** Start INPUT **

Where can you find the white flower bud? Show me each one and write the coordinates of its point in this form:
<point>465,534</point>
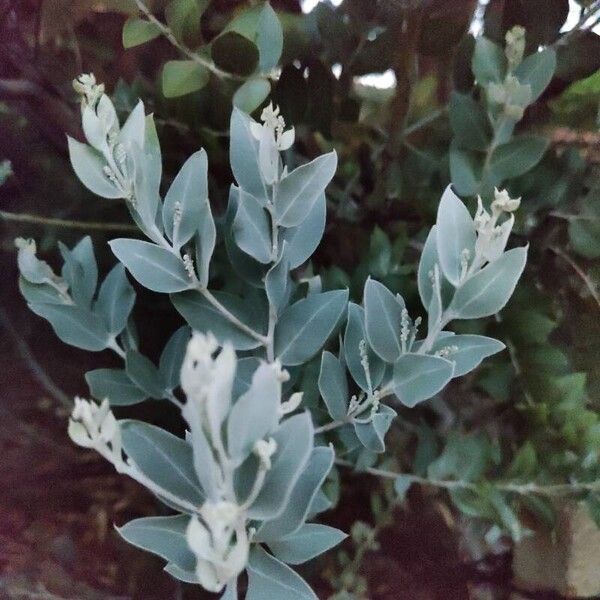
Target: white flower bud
<point>264,450</point>
<point>292,404</point>
<point>220,544</point>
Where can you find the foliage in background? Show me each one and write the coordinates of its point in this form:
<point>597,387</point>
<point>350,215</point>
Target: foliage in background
<point>530,415</point>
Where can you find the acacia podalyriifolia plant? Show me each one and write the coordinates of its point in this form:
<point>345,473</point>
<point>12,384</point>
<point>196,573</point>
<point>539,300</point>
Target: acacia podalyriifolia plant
<point>249,473</point>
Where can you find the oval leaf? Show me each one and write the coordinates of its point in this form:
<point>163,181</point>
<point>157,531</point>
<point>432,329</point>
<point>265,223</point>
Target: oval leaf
<point>305,326</point>
<point>418,377</point>
<point>154,267</point>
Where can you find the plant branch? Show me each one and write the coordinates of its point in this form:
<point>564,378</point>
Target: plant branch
<point>522,489</point>
<point>168,34</point>
<point>65,223</point>
<point>231,317</point>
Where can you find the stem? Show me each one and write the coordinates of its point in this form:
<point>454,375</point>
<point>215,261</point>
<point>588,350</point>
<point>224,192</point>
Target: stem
<point>113,345</point>
<point>171,398</point>
<point>231,317</point>
<point>580,272</point>
<point>132,471</point>
<point>428,342</point>
<point>167,33</point>
<point>424,121</point>
<point>274,255</point>
<point>553,490</point>
<point>162,241</point>
<point>331,426</point>
<point>65,223</point>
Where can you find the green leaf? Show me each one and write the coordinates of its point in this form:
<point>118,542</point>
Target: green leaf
<point>418,377</point>
<point>115,300</point>
<point>269,38</point>
<point>251,94</point>
<point>489,62</point>
<point>593,505</point>
<point>255,414</point>
<point>243,155</point>
<point>39,293</point>
<point>115,385</point>
<point>163,536</point>
<point>305,326</point>
<point>537,71</point>
<point>75,325</point>
<point>383,318</point>
<point>468,351</point>
<point>294,439</point>
<point>516,157</point>
<point>251,228</point>
<point>183,18</point>
<point>465,170</point>
<point>465,457</point>
<point>470,124</point>
<point>486,292</point>
<point>429,258</point>
<point>297,193</point>
<point>270,578</point>
<point>309,541</point>
<point>201,315</point>
<point>138,31</point>
<point>234,53</point>
<point>354,334</point>
<point>154,267</point>
<point>187,197</point>
<point>402,484</point>
<point>205,241</point>
<point>301,499</point>
<point>88,165</point>
<point>164,458</point>
<point>455,233</point>
<point>507,515</point>
<point>372,434</point>
<point>333,386</point>
<point>172,356</point>
<point>277,281</point>
<point>144,374</point>
<point>182,77</point>
<point>302,241</point>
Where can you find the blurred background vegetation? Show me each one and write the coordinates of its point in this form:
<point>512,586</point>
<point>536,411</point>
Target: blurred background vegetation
<point>402,91</point>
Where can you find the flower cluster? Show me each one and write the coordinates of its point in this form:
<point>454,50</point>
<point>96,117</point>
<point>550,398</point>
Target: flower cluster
<point>94,426</point>
<point>272,139</point>
<point>491,236</point>
<point>511,94</point>
<point>102,131</point>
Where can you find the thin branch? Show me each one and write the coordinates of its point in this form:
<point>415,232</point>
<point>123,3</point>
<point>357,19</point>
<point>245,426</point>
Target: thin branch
<point>65,223</point>
<point>232,318</point>
<point>33,364</point>
<point>167,33</point>
<point>423,122</point>
<point>522,489</point>
<point>582,274</point>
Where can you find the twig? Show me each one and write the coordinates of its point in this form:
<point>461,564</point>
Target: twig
<point>65,223</point>
<point>167,33</point>
<point>586,280</point>
<point>421,123</point>
<point>523,489</point>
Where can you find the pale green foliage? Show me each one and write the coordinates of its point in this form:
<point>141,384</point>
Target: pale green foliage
<point>248,476</point>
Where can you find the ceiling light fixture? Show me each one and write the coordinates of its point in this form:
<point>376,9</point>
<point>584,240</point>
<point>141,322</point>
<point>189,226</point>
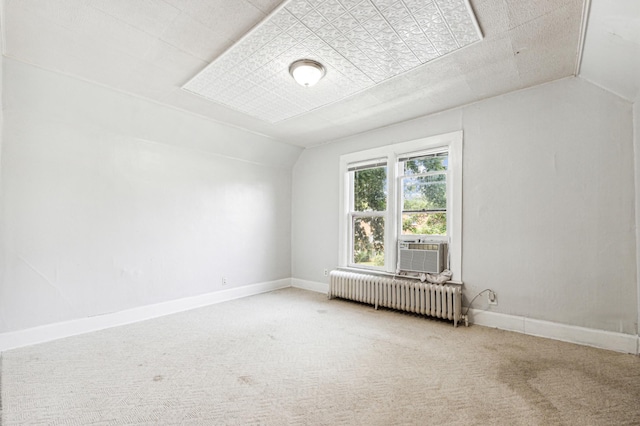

** End INPUT **

### WORK REQUIRED
Extract each line above that contains the string "foliage". Treat the match as case-sensitive.

### SOLUTION FOR THIS TASK
Where can you find the foliage in background? Show me each one and write the coordinates of its point in this form:
Target: foliage in background
Where can you find the pale green foliage? Show me each one and write the coordinates of its point in this form:
Target: pale green foliage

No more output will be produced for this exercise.